▸ MATERIAL PROVIDED:
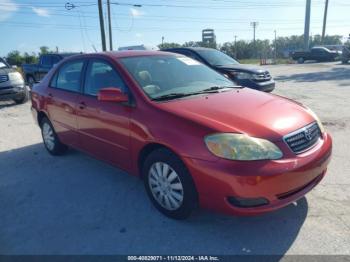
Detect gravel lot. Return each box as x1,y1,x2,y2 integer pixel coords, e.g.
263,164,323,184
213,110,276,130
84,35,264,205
0,62,349,255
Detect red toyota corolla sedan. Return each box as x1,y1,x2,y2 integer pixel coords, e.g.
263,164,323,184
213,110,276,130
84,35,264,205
31,51,332,219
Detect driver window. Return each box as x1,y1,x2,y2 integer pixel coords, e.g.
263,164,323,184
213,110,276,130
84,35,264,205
84,60,127,96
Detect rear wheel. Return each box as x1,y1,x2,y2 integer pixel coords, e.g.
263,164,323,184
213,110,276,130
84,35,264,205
40,117,68,155
298,57,304,64
143,148,198,220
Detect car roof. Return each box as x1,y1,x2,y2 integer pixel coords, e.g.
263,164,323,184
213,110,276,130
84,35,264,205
64,50,177,60
163,47,212,52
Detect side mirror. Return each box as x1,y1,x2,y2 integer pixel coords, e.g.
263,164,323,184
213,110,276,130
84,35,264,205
97,87,128,103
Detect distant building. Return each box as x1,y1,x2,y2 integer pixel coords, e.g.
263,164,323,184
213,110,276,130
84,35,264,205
202,29,216,44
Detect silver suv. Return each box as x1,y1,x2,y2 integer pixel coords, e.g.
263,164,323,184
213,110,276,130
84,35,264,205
0,58,29,104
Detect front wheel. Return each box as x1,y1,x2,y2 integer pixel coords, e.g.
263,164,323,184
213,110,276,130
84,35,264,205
298,57,305,64
40,117,68,155
13,88,29,104
143,148,198,220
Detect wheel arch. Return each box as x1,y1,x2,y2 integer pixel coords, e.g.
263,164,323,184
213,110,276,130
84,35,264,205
37,111,48,125
137,142,180,179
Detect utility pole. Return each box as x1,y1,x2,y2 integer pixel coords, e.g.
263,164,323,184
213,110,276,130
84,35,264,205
98,0,107,51
322,0,329,43
304,0,311,50
107,0,113,51
162,36,164,45
250,22,259,58
234,35,237,58
274,30,277,62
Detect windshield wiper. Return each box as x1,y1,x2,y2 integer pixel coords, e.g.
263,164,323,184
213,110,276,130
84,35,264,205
202,85,241,91
152,93,193,101
152,86,239,101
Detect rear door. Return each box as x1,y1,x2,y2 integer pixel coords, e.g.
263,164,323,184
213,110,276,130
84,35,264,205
76,58,131,170
46,59,86,147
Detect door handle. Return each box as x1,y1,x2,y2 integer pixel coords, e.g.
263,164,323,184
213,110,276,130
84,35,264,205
78,101,86,110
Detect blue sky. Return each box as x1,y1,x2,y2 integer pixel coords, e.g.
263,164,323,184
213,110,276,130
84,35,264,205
1,0,349,56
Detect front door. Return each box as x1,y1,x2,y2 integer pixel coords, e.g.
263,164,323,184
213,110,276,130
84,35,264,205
76,59,131,170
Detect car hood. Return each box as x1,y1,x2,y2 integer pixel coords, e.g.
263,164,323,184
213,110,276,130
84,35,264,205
0,67,16,75
157,88,315,141
216,64,268,74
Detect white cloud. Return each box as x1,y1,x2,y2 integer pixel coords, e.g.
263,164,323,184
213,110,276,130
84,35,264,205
130,8,144,18
31,6,50,17
0,0,18,21
135,33,143,38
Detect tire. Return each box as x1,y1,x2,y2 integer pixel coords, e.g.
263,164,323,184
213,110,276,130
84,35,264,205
27,75,35,89
13,88,29,104
298,57,304,64
142,148,198,220
40,117,68,155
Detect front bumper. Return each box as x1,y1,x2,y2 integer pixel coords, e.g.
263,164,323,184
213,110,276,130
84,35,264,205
183,132,332,216
237,79,275,92
0,85,27,100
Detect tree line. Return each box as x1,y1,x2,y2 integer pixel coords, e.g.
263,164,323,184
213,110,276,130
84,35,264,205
3,34,346,66
4,46,51,66
159,34,344,59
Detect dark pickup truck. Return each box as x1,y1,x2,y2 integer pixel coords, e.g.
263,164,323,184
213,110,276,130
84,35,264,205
22,53,78,87
291,47,339,63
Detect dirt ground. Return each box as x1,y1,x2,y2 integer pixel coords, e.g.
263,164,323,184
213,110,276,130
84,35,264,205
0,62,349,255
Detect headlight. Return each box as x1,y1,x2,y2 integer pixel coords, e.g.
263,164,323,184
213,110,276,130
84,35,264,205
205,133,283,161
306,108,325,133
233,72,253,80
8,72,24,82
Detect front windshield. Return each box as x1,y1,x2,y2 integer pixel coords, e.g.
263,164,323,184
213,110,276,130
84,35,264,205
0,58,8,69
120,55,234,100
195,49,239,66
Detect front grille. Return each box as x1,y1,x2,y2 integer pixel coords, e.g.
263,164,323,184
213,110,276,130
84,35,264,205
284,122,321,154
254,71,271,82
0,75,9,83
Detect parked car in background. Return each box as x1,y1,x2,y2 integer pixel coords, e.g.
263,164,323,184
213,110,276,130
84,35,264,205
341,45,350,64
291,47,339,63
0,57,29,104
163,47,275,92
22,53,78,88
31,51,332,219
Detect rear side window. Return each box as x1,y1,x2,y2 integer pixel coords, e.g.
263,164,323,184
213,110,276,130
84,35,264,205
52,60,84,92
84,60,127,96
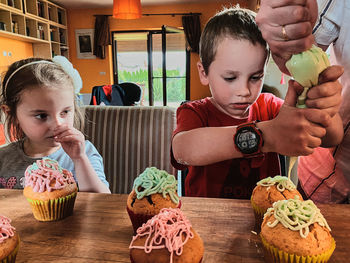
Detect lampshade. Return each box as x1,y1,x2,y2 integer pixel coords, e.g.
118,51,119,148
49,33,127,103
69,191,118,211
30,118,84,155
113,0,142,19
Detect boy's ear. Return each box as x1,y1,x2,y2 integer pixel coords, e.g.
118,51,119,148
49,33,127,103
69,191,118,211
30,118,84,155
197,61,209,86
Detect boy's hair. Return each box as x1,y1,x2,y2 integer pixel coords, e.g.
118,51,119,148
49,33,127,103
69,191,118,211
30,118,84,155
0,57,84,141
199,6,268,74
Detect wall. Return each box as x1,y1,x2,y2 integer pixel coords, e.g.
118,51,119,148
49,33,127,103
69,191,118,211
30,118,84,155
0,36,33,79
67,0,254,99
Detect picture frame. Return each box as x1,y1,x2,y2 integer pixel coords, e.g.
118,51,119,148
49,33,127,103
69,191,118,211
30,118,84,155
75,29,96,59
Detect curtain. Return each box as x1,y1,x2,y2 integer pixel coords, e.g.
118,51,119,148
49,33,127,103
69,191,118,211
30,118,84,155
93,15,111,59
182,14,201,54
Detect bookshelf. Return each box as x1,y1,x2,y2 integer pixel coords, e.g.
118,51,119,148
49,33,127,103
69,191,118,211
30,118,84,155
0,0,69,59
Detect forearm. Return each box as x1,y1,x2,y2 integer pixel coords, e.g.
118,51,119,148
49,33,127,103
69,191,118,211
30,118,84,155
172,127,242,166
74,155,111,193
321,113,344,147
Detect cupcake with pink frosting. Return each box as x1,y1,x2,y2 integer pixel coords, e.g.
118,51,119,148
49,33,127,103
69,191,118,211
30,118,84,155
23,158,78,221
129,208,204,263
0,215,20,263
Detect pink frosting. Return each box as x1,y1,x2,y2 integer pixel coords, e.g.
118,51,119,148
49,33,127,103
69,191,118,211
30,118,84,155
25,158,75,193
129,208,194,263
0,215,15,243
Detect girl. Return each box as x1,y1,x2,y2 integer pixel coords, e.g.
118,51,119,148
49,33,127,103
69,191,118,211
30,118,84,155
0,56,111,193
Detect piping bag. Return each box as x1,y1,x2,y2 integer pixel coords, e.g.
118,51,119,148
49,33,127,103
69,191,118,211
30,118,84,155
285,45,330,179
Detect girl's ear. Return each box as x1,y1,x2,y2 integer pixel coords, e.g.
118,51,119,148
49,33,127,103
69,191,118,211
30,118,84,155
197,61,209,86
0,105,10,116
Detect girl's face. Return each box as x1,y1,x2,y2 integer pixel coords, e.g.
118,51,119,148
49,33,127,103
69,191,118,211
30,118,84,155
16,86,75,155
197,37,268,119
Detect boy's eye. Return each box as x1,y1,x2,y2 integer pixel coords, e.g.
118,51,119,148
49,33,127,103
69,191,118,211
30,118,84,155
224,76,237,82
251,74,264,81
35,113,47,120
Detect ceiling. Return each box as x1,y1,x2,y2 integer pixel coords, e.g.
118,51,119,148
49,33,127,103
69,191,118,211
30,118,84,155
52,0,217,9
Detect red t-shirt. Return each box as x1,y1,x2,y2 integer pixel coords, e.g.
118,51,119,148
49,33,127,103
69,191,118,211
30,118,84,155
171,94,284,199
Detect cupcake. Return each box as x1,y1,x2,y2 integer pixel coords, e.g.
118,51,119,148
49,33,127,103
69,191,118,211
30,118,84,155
0,215,20,263
129,208,204,263
126,167,181,232
23,158,78,221
251,176,303,230
260,197,335,263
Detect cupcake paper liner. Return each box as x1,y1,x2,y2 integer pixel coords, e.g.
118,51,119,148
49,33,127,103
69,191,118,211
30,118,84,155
127,200,182,233
260,234,336,263
130,254,202,263
1,235,20,263
26,191,77,221
250,198,266,232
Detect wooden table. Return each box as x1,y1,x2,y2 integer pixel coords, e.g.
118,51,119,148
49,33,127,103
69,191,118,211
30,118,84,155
0,189,349,262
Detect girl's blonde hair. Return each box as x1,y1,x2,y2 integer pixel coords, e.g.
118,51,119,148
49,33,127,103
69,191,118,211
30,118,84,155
1,57,84,141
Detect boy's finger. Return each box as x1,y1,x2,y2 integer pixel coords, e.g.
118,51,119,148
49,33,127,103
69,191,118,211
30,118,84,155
319,65,344,83
284,79,304,106
303,108,331,127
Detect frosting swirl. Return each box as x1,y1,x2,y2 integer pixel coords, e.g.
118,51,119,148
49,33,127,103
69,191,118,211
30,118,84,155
264,197,331,238
129,208,193,263
133,167,179,204
25,158,75,193
257,176,296,192
0,215,15,243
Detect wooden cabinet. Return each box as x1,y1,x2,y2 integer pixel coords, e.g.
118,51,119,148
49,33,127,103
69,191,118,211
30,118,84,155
0,0,69,59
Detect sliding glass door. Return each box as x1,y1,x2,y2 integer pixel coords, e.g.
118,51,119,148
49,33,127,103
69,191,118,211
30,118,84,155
112,27,189,106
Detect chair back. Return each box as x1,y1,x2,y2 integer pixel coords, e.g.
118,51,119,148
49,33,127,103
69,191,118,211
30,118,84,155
81,105,176,194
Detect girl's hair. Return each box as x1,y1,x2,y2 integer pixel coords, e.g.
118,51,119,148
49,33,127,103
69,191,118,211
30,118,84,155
0,57,84,141
199,6,269,74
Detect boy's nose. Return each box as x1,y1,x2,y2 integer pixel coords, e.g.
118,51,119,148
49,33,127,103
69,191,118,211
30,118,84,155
236,81,251,97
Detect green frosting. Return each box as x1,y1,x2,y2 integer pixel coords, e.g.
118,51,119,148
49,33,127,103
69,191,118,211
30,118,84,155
133,167,179,204
264,197,331,238
257,176,296,192
286,45,330,108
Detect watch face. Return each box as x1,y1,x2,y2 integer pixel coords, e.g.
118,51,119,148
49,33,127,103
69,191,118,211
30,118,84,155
235,126,260,154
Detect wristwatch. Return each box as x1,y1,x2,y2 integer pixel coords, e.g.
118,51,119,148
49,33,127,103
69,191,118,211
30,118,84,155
234,122,264,158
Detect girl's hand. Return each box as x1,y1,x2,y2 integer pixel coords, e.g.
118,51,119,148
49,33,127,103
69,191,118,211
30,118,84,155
53,124,86,160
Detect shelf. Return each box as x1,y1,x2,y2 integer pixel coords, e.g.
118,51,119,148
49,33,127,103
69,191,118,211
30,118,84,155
0,0,68,58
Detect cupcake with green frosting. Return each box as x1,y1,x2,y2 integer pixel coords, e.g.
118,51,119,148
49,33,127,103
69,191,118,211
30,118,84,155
251,176,303,231
260,197,335,263
126,167,181,232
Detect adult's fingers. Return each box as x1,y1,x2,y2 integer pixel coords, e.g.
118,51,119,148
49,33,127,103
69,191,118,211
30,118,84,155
318,65,344,83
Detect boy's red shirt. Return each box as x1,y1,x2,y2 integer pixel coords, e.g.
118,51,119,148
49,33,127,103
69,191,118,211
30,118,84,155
171,93,284,199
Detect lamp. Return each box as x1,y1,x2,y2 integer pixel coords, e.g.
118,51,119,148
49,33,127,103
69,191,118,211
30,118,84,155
113,0,142,19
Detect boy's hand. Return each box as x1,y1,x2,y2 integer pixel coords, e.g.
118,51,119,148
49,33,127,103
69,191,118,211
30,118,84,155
53,124,86,160
305,65,343,118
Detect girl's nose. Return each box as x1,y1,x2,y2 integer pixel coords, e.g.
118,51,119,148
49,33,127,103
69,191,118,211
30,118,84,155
52,116,64,129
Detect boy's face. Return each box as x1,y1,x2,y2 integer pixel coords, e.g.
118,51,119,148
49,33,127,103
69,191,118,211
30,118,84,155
198,37,268,119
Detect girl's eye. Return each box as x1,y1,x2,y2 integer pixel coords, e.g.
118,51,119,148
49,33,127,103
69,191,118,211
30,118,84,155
61,110,70,116
35,113,47,120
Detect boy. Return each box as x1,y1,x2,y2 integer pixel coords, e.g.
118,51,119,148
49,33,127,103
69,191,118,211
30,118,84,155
171,6,343,199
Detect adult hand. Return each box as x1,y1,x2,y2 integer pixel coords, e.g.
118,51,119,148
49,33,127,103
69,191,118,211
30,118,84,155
306,65,344,118
260,79,330,156
53,124,86,160
256,0,318,73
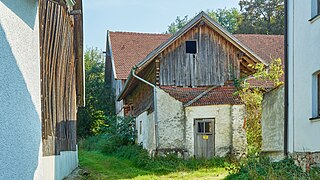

▸ REQUIRED ACTION: Could you tally the lines in these records that contain the word "green" and give only the result?

▸ RESULT: 2